Exercise task. Find each line in the material below that contains the string "water", and copy those lines out.

Listing.
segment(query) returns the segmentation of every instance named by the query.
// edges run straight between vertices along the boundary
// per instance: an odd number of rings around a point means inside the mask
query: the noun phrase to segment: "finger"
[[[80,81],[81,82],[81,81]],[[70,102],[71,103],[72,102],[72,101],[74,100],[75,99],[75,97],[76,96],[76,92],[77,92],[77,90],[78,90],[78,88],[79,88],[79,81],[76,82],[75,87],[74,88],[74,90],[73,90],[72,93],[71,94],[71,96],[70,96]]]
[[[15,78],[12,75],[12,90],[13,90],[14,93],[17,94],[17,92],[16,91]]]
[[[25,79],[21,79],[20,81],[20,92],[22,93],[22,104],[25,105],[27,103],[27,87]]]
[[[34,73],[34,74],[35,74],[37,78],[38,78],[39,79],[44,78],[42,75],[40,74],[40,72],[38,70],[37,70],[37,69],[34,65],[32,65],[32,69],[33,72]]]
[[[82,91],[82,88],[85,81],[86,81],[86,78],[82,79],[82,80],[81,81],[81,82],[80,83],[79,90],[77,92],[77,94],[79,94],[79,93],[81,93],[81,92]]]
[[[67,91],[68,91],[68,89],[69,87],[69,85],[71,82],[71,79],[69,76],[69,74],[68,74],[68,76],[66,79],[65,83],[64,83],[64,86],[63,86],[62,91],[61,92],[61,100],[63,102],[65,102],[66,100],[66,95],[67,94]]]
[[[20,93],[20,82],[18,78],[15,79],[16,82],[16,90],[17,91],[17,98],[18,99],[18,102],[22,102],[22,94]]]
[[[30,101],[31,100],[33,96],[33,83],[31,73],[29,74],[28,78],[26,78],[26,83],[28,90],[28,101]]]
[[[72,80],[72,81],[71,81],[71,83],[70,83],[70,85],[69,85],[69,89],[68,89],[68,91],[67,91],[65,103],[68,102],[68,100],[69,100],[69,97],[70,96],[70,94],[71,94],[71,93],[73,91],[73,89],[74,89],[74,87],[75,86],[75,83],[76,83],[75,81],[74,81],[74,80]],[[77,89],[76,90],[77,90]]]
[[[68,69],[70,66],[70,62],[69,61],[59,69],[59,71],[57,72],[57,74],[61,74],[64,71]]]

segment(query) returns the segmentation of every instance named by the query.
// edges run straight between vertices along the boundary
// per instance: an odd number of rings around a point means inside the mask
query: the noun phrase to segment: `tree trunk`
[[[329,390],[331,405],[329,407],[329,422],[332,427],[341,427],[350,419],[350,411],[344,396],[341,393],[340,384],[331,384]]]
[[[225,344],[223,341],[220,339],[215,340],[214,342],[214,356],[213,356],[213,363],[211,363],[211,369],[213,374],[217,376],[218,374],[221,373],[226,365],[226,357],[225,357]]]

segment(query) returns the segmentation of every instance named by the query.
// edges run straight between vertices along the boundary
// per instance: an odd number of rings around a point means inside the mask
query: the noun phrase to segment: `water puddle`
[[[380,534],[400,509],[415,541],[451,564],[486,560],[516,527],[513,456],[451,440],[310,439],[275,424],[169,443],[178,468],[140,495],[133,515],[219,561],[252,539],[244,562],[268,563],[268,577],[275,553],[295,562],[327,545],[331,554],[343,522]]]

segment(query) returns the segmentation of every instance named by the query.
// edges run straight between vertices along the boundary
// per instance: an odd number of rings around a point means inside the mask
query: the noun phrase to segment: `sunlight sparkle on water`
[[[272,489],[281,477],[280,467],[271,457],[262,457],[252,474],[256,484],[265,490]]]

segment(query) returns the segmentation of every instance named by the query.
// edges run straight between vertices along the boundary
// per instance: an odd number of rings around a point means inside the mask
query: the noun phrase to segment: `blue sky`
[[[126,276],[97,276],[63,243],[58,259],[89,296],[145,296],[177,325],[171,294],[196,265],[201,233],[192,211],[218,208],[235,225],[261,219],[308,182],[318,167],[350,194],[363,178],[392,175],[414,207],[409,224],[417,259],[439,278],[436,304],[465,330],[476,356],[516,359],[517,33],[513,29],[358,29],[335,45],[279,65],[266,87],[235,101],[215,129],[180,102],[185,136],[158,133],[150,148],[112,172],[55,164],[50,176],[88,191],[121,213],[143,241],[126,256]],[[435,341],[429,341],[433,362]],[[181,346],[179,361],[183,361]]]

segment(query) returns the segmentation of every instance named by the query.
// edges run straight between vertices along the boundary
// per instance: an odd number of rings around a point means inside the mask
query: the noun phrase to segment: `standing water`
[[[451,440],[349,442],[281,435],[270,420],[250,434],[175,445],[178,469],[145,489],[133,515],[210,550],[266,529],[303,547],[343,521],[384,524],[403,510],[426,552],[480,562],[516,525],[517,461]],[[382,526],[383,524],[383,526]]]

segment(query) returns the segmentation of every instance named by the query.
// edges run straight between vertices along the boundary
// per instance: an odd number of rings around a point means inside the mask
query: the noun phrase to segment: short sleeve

Result of the task.
query: the noun phrase to segment: `water puddle`
query: the noun phrase to segment: `sunlight sparkle on water`
query: the noun phrase to segment: `standing water`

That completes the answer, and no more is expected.